◆ EXERCISE BRIEF ◆
Convert the lines below, from the line with "The automation agent needs to target the pine" to the line with "[518,492,1028,552]", into a Markdown table with the columns No. and Line. Each row should hold a row number and one line, with blank lines omitted.
### ENTRIES PROVIDED ###
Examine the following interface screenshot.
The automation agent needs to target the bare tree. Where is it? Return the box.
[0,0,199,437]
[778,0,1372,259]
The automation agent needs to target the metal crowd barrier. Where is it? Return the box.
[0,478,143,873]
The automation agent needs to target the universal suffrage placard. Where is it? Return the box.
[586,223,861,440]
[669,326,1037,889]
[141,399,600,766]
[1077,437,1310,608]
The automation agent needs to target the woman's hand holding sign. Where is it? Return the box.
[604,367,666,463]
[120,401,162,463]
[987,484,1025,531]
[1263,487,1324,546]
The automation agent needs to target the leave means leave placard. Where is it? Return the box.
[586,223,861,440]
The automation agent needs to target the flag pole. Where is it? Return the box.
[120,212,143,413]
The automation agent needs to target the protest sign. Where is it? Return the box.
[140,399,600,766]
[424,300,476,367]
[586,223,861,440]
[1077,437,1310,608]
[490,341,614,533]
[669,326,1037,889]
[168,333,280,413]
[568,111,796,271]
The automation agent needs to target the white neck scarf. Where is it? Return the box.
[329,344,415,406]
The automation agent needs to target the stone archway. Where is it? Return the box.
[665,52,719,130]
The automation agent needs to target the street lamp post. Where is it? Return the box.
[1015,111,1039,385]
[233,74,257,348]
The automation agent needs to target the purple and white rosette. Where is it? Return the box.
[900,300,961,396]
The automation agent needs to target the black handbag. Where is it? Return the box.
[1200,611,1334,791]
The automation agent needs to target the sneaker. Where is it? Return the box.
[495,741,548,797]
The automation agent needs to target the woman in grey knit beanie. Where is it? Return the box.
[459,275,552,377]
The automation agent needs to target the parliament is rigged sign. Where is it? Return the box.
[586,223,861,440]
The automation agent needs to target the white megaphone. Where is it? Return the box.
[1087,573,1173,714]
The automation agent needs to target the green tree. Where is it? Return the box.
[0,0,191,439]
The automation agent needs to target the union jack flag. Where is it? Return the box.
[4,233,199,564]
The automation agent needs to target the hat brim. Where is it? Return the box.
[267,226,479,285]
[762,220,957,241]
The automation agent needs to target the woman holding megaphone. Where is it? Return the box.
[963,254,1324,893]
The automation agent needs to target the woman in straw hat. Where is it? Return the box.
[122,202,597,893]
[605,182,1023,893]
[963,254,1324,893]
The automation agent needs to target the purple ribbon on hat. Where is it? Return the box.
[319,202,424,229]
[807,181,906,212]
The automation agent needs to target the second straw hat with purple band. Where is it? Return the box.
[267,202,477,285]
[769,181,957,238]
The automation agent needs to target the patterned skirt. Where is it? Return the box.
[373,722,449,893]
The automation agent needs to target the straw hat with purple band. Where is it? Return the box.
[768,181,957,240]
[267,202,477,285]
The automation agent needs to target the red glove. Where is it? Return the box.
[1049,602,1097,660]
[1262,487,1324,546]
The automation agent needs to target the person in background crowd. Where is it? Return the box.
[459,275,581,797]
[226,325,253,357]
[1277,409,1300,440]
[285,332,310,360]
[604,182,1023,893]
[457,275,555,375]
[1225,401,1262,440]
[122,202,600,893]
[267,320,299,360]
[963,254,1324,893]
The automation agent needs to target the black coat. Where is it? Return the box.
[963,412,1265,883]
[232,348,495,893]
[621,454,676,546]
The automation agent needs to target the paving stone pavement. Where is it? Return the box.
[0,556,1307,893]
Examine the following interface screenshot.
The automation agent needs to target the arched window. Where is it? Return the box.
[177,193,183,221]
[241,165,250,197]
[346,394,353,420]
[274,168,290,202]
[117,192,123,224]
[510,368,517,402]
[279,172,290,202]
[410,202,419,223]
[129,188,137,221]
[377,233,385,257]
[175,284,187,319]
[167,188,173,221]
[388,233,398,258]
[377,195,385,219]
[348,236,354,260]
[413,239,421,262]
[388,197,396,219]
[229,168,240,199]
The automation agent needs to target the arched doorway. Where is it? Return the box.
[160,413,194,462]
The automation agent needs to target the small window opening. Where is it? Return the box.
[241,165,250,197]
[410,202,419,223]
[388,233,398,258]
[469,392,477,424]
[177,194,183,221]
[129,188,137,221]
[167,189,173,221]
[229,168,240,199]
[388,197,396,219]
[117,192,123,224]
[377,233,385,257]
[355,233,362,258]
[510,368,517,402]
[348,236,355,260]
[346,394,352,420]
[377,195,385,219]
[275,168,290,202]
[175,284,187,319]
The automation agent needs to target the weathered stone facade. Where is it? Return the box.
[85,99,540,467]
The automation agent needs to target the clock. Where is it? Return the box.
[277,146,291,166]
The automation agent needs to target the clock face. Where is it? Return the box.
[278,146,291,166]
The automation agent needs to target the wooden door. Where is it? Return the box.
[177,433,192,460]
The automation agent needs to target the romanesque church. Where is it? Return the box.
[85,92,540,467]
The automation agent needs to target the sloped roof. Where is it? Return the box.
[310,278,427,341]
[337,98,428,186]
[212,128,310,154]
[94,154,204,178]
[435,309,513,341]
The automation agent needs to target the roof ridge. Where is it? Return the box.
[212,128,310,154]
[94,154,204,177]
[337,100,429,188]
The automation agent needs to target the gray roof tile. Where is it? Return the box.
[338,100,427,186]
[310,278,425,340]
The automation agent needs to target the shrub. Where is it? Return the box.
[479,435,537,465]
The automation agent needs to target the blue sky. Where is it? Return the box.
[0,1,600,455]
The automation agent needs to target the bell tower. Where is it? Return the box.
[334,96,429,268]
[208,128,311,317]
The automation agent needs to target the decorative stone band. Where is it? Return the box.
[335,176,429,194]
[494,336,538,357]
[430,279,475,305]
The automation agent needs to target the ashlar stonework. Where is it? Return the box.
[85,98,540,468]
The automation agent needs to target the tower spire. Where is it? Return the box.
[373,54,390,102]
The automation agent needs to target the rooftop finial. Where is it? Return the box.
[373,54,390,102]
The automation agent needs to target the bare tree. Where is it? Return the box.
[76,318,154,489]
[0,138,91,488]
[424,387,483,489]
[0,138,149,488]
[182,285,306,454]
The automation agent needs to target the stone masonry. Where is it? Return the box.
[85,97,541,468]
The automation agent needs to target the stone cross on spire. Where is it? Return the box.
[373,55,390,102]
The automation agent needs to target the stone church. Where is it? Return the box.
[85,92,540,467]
###
### ENTRIES PROVIDED ###
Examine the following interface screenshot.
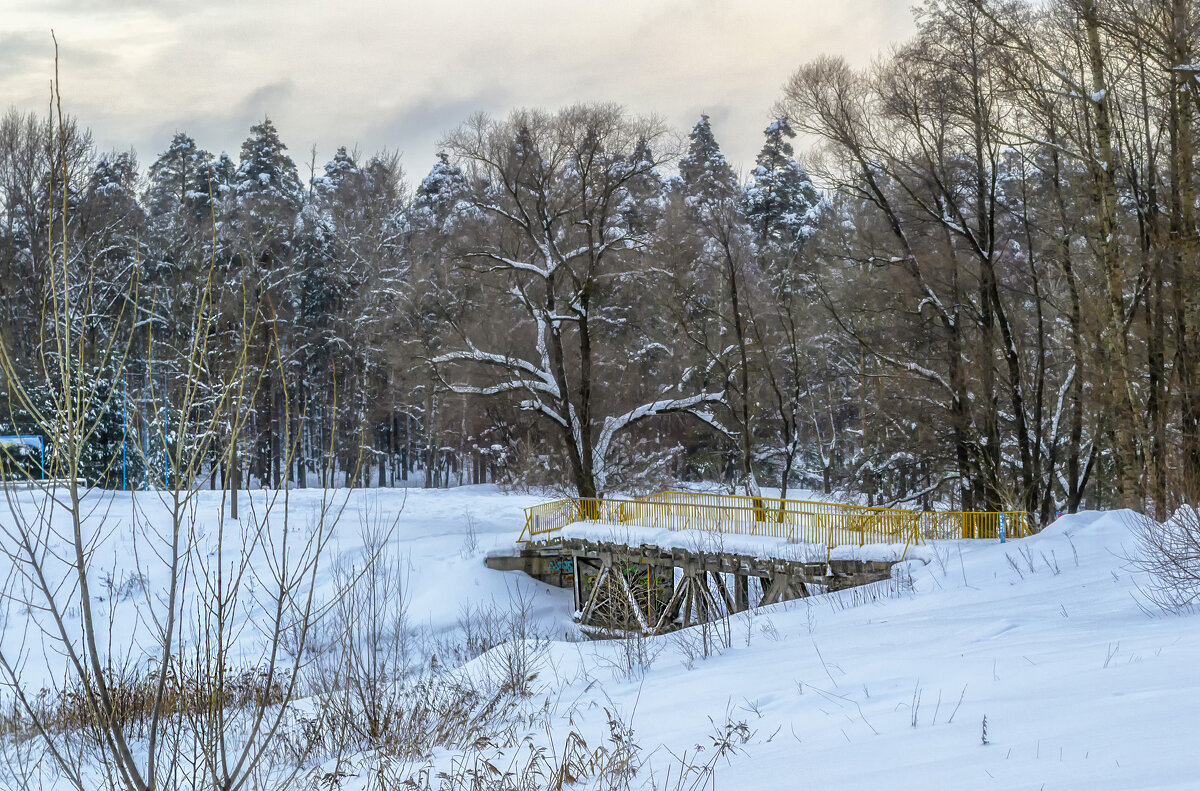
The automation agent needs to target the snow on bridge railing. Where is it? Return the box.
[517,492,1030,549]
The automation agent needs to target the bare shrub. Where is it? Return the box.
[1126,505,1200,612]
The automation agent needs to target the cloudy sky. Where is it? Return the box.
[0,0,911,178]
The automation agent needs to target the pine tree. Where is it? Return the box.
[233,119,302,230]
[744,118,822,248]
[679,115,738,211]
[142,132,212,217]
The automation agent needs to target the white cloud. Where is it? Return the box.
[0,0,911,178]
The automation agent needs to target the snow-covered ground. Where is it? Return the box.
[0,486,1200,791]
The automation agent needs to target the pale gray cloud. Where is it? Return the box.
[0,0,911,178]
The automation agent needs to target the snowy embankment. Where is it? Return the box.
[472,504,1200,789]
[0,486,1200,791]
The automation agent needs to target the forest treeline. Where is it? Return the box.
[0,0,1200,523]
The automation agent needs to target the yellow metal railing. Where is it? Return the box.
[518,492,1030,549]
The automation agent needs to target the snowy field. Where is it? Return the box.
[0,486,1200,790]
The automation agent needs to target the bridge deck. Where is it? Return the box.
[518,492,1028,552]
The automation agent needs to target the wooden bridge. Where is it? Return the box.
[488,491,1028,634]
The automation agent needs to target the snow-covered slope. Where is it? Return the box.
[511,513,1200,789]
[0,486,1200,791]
###
◆ ANSWER IN FULL ◆
| No. | Line |
|---|---|
| 1 | The automation agent needs to target the pine tree. Where is it? Return the box. |
| 2 | [233,119,302,230] |
| 3 | [744,118,822,248] |
| 4 | [679,115,738,211] |
| 5 | [142,132,212,217] |
| 6 | The automation agent needs to target the white cloud. Where is it? Return the box. |
| 7 | [0,0,911,178] |
| 8 | The automation agent needs to target the snow-covered ground. Where is it? Return the box. |
| 9 | [0,486,1200,791] |
| 10 | The automation agent needs to target the pale gray cloud. Where is it? Return the box. |
| 11 | [0,0,911,178] |
| 12 | The automation agent needs to target the snowy embankment. Where is it? Return the box. |
| 13 | [472,504,1200,789] |
| 14 | [0,486,1200,791] |
| 15 | The automation agent needs to target the forest treeline. Where is it? Return the box. |
| 16 | [0,0,1200,523] |
| 17 | The automation agent needs to target the yellow metal railing. Where is it? Return the box. |
| 18 | [518,492,1030,549] |
| 19 | The automation agent needs to target the snowy field. Where is it? Return the box. |
| 20 | [0,486,1200,790] |
| 21 | The automation agent needs to target the bridge deck. Where is it? Return the box. |
| 22 | [518,492,1028,552] |